Task to complete -
Format the entries below as a two-column CSV with the header row instruction,answer. Give one row per entry, with its text in the instruction column and its answer in the answer column. Put each field in double quotes and replace any line breaks inside it with spaces.
** Begin Input **
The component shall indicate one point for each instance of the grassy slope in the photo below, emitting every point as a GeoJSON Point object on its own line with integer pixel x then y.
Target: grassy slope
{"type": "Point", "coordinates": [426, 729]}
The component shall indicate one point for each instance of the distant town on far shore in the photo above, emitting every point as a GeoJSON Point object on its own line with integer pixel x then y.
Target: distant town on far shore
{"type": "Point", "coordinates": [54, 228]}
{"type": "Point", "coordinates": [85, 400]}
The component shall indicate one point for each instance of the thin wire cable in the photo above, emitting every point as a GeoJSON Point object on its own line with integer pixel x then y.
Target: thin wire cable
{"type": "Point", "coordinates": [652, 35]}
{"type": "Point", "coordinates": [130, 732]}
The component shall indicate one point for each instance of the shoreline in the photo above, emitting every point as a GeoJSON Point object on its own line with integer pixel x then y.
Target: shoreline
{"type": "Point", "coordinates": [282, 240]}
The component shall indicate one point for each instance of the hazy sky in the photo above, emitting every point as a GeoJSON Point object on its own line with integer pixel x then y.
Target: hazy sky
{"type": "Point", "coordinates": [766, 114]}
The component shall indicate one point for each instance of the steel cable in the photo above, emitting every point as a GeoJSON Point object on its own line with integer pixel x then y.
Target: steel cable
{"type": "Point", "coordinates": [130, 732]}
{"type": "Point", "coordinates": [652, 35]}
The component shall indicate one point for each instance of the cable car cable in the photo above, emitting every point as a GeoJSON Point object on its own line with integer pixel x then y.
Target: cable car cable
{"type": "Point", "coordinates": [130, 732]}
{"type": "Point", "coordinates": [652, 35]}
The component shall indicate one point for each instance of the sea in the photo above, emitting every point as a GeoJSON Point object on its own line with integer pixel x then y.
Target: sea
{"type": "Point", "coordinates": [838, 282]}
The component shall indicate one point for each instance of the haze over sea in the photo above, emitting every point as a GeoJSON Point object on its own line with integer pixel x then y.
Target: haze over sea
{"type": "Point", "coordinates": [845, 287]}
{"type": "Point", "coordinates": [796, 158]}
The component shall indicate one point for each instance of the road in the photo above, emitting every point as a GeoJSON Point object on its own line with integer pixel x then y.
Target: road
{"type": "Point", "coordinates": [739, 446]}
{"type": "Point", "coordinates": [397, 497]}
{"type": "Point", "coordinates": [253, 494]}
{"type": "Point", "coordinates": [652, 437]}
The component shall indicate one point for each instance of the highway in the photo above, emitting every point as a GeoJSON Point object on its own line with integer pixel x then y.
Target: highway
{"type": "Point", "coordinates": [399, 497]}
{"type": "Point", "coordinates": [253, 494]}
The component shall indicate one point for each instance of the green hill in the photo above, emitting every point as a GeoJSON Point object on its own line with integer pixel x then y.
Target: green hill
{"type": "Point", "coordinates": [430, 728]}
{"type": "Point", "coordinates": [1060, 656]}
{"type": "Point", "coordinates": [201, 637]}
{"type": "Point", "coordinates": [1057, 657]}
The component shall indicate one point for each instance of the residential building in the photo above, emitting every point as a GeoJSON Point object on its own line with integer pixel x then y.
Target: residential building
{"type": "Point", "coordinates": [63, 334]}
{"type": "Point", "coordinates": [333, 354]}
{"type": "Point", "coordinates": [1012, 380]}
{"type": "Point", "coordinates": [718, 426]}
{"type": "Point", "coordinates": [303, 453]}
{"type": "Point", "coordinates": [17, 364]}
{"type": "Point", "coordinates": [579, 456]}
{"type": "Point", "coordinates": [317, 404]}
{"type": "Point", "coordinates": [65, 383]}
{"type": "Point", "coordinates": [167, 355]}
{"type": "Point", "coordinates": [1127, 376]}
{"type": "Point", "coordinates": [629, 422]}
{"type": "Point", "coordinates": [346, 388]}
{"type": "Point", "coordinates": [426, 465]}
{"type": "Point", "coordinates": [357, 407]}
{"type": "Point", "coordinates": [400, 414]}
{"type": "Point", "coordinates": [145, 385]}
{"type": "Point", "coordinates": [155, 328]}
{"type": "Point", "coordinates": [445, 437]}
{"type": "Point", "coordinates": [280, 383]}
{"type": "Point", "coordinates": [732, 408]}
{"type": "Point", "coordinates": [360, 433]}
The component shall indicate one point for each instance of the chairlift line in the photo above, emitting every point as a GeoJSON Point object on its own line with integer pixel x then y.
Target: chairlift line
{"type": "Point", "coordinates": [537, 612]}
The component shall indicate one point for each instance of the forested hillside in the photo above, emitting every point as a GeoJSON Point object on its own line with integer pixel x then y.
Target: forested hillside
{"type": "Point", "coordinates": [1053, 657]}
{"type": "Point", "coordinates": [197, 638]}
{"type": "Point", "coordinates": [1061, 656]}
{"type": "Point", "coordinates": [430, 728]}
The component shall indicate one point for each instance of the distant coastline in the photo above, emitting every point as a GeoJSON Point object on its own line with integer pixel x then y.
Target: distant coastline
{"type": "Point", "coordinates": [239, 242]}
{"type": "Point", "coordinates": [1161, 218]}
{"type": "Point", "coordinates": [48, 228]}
** End Input **
In response -
instruction,answer
"The component shall indicate one point for each instance of the grassy slope in the photo below, emitting every point as a GeoJSON Point object on its own line with integer pixel x then y. Target: grassy slope","{""type"": ""Point"", ""coordinates"": [426, 729]}"
"The component shall indicate one point for each instance of the distant town on far shore in the photo above, emitting every point as a GeoJSON Point object on its own line with integer pixel x then y. Target: distant town on far shore","{""type"": ""Point"", ""coordinates"": [54, 228]} {""type"": ""Point"", ""coordinates"": [85, 400]}"
"The component shall indicate one point for each instance of the thin wire cable in the photo above, emitting every point as a GeoJSON Point object on its own line with integer pixel x then y. Target: thin wire cable","{""type"": ""Point"", ""coordinates"": [652, 35]} {""type"": ""Point"", ""coordinates"": [130, 732]}"
"The component shall indicate one point for each instance of the shoreline in the photo above, emitting every point as a GeoJSON Point object on its own line with integer pixel x then y. Target: shoreline","{""type"": ""Point"", ""coordinates"": [282, 240]}"
"The component shall indicate one point for each instance of the hazy sky in the photo above, emitting every point as a GeoJSON Point object on its own line with integer pixel x then y. Target: hazy sky","{""type"": ""Point"", ""coordinates"": [766, 114]}"
"The component shall indicate one point for each instance of the steel cable in the photo above, emitting every point as a GeoJSON Point object on its own line with integer pixel x then y. Target: steel cable","{""type"": ""Point"", ""coordinates"": [130, 732]} {""type"": ""Point"", ""coordinates"": [652, 35]}"
"The component shall indicate one point for each instance of the cable car cable in the photo above, emitting every point as a GeoJSON Point object on its own line with integer pixel x then y. Target: cable car cable","{""type"": ""Point"", ""coordinates"": [130, 732]} {""type"": ""Point"", ""coordinates"": [652, 35]}"
"The component shall indicate one point for each instance of the sea in the photo above, emitting every point as a GeoJSON Point object on its own line with integer pixel x then y. Target: sea","{""type"": ""Point"", ""coordinates"": [838, 282]}"
"The component shall indicate one point for each instance of the haze over sea in the photo above, emitting every point as a GeoJSON Point object on its own line with integer pixel x then y. Target: haze over sea","{""type"": ""Point"", ""coordinates"": [845, 287]} {""type"": ""Point"", ""coordinates"": [796, 158]}"
"The component shall indicate one point for each instance of the road in the photo above, emitting every point as a GeoJSON Point object on its own line with integer pixel x then y. Target: road","{""type"": ""Point"", ""coordinates"": [739, 446]} {""type"": ""Point"", ""coordinates"": [397, 497]} {""type"": ""Point"", ""coordinates"": [253, 494]} {""type"": ""Point"", ""coordinates"": [652, 437]}"
"The component shall indicate one point for each instance of the highway in the photo above, emitting every point as a GeoJSON Point object on its own line with integer pixel x then y. Target: highway","{""type"": ""Point"", ""coordinates"": [399, 497]} {""type"": ""Point"", ""coordinates"": [253, 494]}"
"The component shall indicate one point for each instance of the green hill in the photo above, emitting every point as a GeoJSON Point object on its own line with integer pixel x then y. Target: green hill","{""type"": ""Point"", ""coordinates"": [430, 728]} {""type"": ""Point"", ""coordinates"": [1060, 656]} {""type"": ""Point"", ""coordinates"": [201, 637]} {""type"": ""Point"", ""coordinates"": [1057, 657]}"
"The component shall indicate one point for each instance of the residential building in the photo above, emitting every point as a GeoJSON Point object on its own line with integer pixel x then y. Target: residential building","{""type"": ""Point"", ""coordinates"": [63, 334]} {""type"": ""Point"", ""coordinates"": [333, 354]} {""type"": ""Point"", ""coordinates"": [1012, 380]} {""type"": ""Point"", ""coordinates"": [718, 426]} {""type"": ""Point"", ""coordinates"": [303, 453]} {""type"": ""Point"", ""coordinates"": [17, 364]} {""type"": ""Point"", ""coordinates"": [579, 456]} {""type"": ""Point"", ""coordinates"": [317, 404]} {""type"": ""Point"", ""coordinates"": [65, 383]} {""type"": ""Point"", ""coordinates"": [167, 355]} {""type"": ""Point"", ""coordinates"": [1127, 376]} {""type"": ""Point"", ""coordinates"": [629, 422]} {""type"": ""Point"", ""coordinates"": [346, 388]} {""type"": ""Point"", ""coordinates"": [426, 465]} {""type"": ""Point"", ""coordinates"": [357, 407]} {""type"": ""Point"", ""coordinates"": [400, 414]} {""type"": ""Point"", ""coordinates"": [145, 385]} {""type"": ""Point"", ""coordinates"": [155, 328]} {""type"": ""Point"", ""coordinates"": [445, 437]} {""type"": ""Point"", ""coordinates"": [280, 383]} {""type"": ""Point"", ""coordinates"": [732, 408]} {""type"": ""Point"", ""coordinates"": [360, 433]}"
"The component shall indicate one point for each instance of the chairlift line in the photo above, emitting every point as a GeoJSON Point object on its own line with integer pixel x then y. Target: chairlift line","{""type"": ""Point"", ""coordinates"": [537, 612]}"
"The component shall indicate one point for each instance of the forested hillside in the photo above, emitting every point as a GeoJSON Point object on its own line with integer pixel x then y. Target: forested hillside","{""type"": ""Point"", ""coordinates"": [1053, 657]} {""type"": ""Point"", ""coordinates"": [197, 638]} {""type"": ""Point"", ""coordinates"": [1061, 656]} {""type"": ""Point"", ""coordinates"": [430, 728]}"
"The component shall indicate one point for each instance of the distant coastline in the photo above, emitting every point as a GeoJSON Point object on its own line with integer pixel x then y. Target: distant coastline","{""type"": ""Point"", ""coordinates"": [239, 242]} {""type"": ""Point"", ""coordinates"": [1161, 218]} {""type"": ""Point"", ""coordinates"": [48, 228]}"